(Records from a point labeling set)
------------
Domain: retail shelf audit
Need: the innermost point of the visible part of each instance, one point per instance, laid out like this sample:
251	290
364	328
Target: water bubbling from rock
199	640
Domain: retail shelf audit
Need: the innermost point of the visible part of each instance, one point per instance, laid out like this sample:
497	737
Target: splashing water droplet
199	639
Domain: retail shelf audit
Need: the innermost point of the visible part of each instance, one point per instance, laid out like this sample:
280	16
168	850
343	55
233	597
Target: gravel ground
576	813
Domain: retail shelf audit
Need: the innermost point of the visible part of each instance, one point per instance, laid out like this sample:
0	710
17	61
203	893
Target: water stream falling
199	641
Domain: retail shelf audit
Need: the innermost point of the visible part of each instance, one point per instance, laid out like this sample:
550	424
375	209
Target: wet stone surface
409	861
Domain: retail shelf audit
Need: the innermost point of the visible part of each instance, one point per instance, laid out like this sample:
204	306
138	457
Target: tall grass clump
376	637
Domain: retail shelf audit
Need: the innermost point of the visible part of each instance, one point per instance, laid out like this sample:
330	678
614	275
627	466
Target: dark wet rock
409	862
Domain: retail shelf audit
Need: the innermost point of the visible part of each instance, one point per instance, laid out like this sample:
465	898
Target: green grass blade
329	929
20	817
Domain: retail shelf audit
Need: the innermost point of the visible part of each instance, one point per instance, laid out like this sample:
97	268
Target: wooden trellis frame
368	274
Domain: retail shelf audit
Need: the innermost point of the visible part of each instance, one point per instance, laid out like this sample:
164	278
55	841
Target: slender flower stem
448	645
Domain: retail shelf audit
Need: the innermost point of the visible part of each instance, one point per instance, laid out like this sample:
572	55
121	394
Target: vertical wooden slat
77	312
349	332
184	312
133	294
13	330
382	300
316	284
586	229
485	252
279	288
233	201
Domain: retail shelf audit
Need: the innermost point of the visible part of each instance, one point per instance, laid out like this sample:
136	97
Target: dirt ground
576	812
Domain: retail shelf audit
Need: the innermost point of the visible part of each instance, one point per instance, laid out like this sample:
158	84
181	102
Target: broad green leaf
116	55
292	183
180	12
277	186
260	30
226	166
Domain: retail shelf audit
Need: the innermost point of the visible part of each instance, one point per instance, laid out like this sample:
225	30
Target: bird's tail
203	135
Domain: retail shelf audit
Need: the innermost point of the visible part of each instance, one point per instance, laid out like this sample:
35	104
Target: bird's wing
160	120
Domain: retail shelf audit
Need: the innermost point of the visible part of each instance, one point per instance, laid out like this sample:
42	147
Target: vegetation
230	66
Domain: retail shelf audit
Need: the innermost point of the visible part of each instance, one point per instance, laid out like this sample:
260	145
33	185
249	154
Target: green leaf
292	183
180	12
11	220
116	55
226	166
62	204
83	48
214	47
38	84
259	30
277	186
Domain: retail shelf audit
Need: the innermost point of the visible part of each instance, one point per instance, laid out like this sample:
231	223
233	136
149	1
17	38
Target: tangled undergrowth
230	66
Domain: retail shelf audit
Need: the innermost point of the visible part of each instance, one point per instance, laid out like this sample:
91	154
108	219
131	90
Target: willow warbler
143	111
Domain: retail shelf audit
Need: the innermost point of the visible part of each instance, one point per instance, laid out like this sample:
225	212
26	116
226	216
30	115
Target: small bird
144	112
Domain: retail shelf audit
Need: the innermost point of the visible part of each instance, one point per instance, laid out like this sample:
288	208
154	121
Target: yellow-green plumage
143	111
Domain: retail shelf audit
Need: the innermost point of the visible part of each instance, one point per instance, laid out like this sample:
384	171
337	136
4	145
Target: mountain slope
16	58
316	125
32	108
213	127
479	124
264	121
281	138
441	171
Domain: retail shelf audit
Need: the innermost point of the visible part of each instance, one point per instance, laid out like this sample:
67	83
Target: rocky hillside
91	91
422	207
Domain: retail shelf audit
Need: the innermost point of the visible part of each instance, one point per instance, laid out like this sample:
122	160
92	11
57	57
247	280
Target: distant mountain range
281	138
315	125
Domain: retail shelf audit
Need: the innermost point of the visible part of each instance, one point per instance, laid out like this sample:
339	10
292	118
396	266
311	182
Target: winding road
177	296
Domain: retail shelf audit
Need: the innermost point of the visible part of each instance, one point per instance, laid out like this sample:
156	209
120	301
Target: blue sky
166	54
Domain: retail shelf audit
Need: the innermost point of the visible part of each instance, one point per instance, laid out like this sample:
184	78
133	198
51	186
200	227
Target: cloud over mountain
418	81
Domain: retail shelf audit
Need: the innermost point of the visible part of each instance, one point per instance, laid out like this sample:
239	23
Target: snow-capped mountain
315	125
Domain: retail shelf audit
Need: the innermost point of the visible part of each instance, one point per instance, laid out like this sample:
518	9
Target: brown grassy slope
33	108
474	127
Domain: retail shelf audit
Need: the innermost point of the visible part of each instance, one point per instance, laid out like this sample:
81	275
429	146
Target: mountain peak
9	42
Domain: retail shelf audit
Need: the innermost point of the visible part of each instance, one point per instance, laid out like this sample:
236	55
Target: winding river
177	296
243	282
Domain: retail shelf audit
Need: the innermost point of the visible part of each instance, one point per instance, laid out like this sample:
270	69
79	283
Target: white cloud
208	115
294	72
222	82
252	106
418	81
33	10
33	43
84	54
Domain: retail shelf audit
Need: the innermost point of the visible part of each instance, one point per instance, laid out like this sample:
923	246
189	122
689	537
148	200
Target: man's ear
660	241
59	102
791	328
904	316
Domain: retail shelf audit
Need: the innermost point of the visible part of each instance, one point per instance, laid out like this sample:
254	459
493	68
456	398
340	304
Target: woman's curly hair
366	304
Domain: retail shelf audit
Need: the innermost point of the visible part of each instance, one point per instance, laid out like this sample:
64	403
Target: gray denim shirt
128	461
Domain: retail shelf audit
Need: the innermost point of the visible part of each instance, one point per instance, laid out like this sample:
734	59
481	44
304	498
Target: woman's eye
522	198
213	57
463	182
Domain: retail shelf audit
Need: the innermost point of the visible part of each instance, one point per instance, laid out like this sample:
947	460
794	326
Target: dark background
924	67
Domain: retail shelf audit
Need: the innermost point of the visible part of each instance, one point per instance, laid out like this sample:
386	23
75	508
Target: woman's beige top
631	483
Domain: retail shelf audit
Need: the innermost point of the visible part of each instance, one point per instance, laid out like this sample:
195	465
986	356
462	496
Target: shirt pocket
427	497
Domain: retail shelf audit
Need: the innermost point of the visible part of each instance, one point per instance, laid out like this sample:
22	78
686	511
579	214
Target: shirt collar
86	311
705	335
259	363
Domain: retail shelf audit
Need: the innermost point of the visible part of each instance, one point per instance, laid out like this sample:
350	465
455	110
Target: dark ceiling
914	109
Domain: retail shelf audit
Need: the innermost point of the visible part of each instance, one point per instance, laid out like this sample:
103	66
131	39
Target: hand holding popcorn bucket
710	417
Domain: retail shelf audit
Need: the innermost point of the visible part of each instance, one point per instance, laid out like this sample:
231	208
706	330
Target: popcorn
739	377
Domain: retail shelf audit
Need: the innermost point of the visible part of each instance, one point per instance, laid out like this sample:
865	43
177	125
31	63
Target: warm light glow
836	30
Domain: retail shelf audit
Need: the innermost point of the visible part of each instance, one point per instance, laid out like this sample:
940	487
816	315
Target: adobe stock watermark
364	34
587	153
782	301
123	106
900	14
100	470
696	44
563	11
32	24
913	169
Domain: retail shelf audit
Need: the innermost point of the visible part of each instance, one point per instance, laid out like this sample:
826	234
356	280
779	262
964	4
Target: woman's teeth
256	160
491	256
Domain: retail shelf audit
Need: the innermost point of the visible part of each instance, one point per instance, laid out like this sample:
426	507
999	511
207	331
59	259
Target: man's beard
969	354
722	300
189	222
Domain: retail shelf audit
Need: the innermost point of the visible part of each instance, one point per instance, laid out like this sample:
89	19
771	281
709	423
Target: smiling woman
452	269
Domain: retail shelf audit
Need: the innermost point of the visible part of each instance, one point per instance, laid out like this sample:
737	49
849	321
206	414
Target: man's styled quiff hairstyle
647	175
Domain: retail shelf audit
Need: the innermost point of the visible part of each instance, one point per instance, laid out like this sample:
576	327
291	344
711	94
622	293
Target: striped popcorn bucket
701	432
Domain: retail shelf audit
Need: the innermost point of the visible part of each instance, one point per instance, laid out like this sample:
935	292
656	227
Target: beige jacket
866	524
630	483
------------
__Problem__
Show every line of the records that contains the string "woman". Case counts, so match it only in the exact letter case given.

__Solved exercise__
Target: woman's curly hair
Target: woman's eye
Target: woman's beige top
Target: woman's teeth
Target: smiling woman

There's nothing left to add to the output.